▸ **STATED TASK**
Write out each of the rows below, character for character.

▸ **SUPPLIED RECORDS**
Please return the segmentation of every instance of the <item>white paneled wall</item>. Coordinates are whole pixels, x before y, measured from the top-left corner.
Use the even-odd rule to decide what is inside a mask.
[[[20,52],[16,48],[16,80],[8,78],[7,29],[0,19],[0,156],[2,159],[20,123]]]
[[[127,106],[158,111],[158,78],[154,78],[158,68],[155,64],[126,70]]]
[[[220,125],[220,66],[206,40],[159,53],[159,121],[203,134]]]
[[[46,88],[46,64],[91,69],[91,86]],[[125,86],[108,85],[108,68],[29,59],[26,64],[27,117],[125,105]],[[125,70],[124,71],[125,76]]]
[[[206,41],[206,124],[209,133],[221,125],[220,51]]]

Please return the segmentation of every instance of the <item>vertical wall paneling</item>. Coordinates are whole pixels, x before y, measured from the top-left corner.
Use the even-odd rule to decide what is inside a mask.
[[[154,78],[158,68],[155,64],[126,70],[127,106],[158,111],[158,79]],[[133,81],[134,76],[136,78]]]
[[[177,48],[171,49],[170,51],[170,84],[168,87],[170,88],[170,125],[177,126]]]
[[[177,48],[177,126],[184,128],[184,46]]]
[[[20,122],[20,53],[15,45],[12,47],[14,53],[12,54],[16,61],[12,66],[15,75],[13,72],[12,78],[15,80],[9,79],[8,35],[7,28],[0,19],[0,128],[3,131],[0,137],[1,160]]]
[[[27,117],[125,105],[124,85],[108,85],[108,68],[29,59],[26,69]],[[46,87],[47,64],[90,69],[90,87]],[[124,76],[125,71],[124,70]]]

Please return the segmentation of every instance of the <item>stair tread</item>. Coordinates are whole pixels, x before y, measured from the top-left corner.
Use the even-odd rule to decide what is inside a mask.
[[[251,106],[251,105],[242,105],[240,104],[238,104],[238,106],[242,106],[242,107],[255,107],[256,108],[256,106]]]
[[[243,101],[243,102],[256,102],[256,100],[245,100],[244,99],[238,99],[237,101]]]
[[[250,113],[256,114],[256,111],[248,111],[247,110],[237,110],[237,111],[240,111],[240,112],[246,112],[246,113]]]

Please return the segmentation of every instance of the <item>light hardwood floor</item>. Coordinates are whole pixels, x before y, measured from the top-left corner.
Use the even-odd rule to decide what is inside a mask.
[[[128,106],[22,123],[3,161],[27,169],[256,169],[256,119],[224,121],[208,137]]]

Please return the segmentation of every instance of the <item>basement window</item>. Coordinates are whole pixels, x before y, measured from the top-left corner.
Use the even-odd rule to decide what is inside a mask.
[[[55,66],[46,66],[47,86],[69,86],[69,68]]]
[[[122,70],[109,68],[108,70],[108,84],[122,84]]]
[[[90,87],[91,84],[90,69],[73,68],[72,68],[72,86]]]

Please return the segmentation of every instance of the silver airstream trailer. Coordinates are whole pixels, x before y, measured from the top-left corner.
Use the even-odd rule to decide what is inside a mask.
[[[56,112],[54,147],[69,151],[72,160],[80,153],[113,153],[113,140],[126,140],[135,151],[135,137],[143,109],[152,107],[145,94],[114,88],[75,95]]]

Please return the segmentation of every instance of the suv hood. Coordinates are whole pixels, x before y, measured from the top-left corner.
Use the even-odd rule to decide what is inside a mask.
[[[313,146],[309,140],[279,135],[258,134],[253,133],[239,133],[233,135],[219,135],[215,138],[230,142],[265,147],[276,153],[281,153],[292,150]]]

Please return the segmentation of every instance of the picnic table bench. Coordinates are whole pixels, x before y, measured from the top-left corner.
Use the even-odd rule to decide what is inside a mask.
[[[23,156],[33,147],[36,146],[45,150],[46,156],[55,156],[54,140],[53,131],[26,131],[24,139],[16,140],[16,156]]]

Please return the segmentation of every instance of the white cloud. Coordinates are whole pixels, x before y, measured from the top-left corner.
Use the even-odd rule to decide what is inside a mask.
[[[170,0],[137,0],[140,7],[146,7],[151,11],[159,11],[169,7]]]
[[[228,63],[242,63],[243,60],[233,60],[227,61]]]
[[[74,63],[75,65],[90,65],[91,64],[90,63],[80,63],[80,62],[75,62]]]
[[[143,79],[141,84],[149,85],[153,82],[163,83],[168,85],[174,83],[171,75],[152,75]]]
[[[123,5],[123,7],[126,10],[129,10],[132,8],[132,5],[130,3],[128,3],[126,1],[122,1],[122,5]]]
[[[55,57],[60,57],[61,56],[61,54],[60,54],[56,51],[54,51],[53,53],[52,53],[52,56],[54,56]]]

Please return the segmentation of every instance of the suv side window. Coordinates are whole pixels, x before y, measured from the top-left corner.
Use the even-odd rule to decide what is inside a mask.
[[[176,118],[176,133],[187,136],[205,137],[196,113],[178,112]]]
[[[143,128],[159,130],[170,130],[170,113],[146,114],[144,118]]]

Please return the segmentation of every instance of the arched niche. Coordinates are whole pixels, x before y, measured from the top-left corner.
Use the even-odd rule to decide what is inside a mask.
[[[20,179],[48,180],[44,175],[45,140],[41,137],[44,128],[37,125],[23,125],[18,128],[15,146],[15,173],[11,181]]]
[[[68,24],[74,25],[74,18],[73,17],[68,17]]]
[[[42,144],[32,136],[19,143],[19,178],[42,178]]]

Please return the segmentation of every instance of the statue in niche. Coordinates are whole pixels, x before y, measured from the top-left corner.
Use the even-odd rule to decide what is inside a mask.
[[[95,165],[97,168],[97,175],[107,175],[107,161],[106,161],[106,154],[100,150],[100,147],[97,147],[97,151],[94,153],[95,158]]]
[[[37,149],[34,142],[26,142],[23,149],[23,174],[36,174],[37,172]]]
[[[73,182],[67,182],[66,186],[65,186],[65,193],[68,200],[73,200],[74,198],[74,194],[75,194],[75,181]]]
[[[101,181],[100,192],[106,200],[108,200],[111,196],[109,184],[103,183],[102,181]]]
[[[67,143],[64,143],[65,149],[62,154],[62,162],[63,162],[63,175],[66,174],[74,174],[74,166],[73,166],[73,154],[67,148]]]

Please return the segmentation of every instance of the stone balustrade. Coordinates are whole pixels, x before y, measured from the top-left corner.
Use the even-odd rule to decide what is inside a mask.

▸ **CORRECT RESULT**
Please return the segmentation of every instance of the <item>white paneled wall</item>. Coordinates are whole pixels, x before y, measured from the top-left corner.
Use the even-odd rule to decide what is inside a mask.
[[[20,52],[16,48],[16,80],[8,78],[7,29],[0,19],[0,156],[2,159],[20,123]]]
[[[127,106],[158,111],[158,78],[154,78],[158,68],[155,64],[126,70]]]
[[[220,125],[220,66],[206,40],[159,53],[159,121],[203,134]]]
[[[46,88],[46,64],[91,69],[91,86]],[[125,86],[108,85],[108,68],[29,59],[26,64],[27,117],[125,105]],[[125,70],[124,71],[125,76]]]
[[[206,41],[206,124],[209,133],[221,125],[220,51]]]

Please return the segmentation of every instance of the <item>vertical wall paneling</item>. Coordinates are whole pixels, x before y, measured from the top-left corner.
Use the even-odd rule to decide what is inside a mask.
[[[154,78],[158,68],[155,64],[126,70],[127,106],[158,111],[158,79]],[[133,81],[134,76],[136,78]]]
[[[177,48],[171,49],[170,51],[170,84],[168,87],[170,88],[170,125],[177,126]]]
[[[177,48],[177,126],[184,128],[184,46]]]
[[[20,122],[20,53],[15,45],[12,47],[14,53],[12,54],[16,61],[12,66],[15,75],[13,72],[12,78],[15,80],[9,79],[8,35],[7,28],[0,19],[0,128],[3,131],[0,137],[1,160]]]
[[[27,117],[125,105],[124,85],[108,85],[108,68],[29,59],[26,69]],[[46,87],[47,64],[90,69],[90,87]],[[124,76],[125,71],[124,70]]]

Please return the segmentation of every instance of the <item>stair tread</item>. Coordinates are whole pixels, x before y, measured from the top-left corner.
Use the even-odd rule to decide what is inside a mask.
[[[251,106],[251,105],[242,105],[240,104],[238,104],[238,106],[242,106],[242,107],[255,107],[256,108],[256,106]]]
[[[243,101],[243,102],[256,102],[256,100],[245,100],[244,99],[238,99],[237,101]]]
[[[250,113],[256,114],[256,111],[248,111],[247,110],[237,110],[237,111],[240,111],[240,112],[246,112],[246,113]]]

Please return the segmentation of every instance of the <item>light hardwood floor</item>. Coordinates are whole pixels, x before y, measured from the top-left corner.
Use the even-odd rule to decide what is inside a mask.
[[[128,106],[22,123],[3,161],[27,169],[256,169],[256,119],[224,121],[208,137]]]

Please return the segmentation of every instance of the <item>basement window</item>. Coordinates are whole pixels, x before y, measured from the top-left corner.
Use the even-odd rule to decide what is inside a mask.
[[[55,66],[46,66],[47,86],[69,86],[69,68]]]
[[[122,70],[109,68],[108,70],[108,84],[122,84]]]
[[[90,87],[91,84],[90,69],[73,68],[72,68],[72,86]]]

Please return the segmentation of every instance of the silver airstream trailer. Coordinates are whole pixels, x before y, measured from the top-left corner.
Use the even-odd rule to decide what is inside a mask.
[[[56,112],[54,147],[69,151],[72,160],[80,153],[113,153],[113,140],[126,140],[135,151],[135,137],[143,109],[152,107],[145,94],[114,88],[75,95]]]

Please return the segmentation of every instance of the suv hood. Coordinates are whole pixels, x before y, measured from the top-left corner.
Use the even-odd rule to decide what is inside a mask.
[[[313,146],[309,140],[279,135],[258,134],[253,133],[239,133],[233,135],[219,135],[215,138],[230,142],[265,147],[276,153],[281,153],[292,150]]]

Please return the segmentation of every instance of the picnic table bench. Coordinates are whole pixels, x before y, measured from the top-left corner.
Use the even-odd rule to decide what is inside a mask.
[[[23,156],[33,147],[36,146],[45,150],[46,156],[55,156],[54,140],[53,131],[26,131],[24,139],[16,140],[16,156]]]

Please return the segmentation of every instance of the white cloud. Coordinates are whole pixels, x before y, measured from the top-left corner.
Use the even-odd rule to decide what is inside a mask.
[[[170,0],[137,0],[140,7],[146,7],[151,11],[159,11],[169,7]]]
[[[228,63],[242,63],[243,60],[233,60],[227,61]]]
[[[74,63],[75,65],[90,65],[91,64],[90,63],[80,63],[80,62],[75,62]]]
[[[143,79],[141,84],[149,85],[153,82],[163,83],[168,85],[174,83],[171,75],[152,75]]]
[[[123,5],[123,7],[126,10],[129,10],[132,8],[132,5],[130,3],[128,3],[126,1],[122,1],[122,5]]]
[[[55,57],[60,57],[61,56],[61,54],[60,54],[56,51],[54,51],[53,53],[52,53],[52,56],[54,56]]]

Please return the segmentation of every instance of the suv side window. Coordinates are whole pixels, x before y, measured from the top-left corner.
Use the even-odd rule to decide what is inside a mask.
[[[176,118],[176,133],[187,136],[205,137],[196,113],[178,112]]]
[[[143,128],[159,130],[170,130],[170,113],[146,114],[144,118]]]

Please return the segmentation of every instance of the arched niche. Coordinates are whole pixels, x before y, measured from the top-left corner.
Use the even-odd rule to decide what is inside a mask.
[[[20,179],[48,180],[44,175],[45,140],[41,137],[44,128],[37,125],[23,125],[18,128],[15,146],[15,173],[11,181]]]
[[[68,24],[74,25],[74,18],[73,17],[68,17]]]
[[[42,144],[32,136],[19,143],[19,178],[42,178]]]

Please return the segmentation of every instance of the statue in niche. Coordinates are whole pixels, x before y, measured from the top-left corner.
Use the even-odd rule to decide what is inside a mask.
[[[95,165],[97,168],[97,175],[107,175],[107,161],[106,161],[106,154],[100,150],[100,147],[97,147],[97,151],[94,153],[95,158]]]
[[[37,149],[34,142],[26,142],[23,149],[23,174],[36,174],[37,172]]]
[[[73,182],[67,182],[66,186],[65,186],[65,193],[68,200],[73,200],[74,198],[74,194],[75,194],[75,181]]]
[[[101,181],[100,192],[106,200],[108,200],[111,196],[109,184],[103,183],[102,181]]]
[[[67,143],[64,143],[65,149],[62,154],[62,162],[63,162],[63,175],[66,174],[74,174],[74,166],[73,166],[73,154],[67,148]]]

Please return the segmentation of every instance of the stone balustrade. Coordinates are whole pixels, x before y, measured from the top-left corner.
Use the even-odd rule to decide what is inside a mask.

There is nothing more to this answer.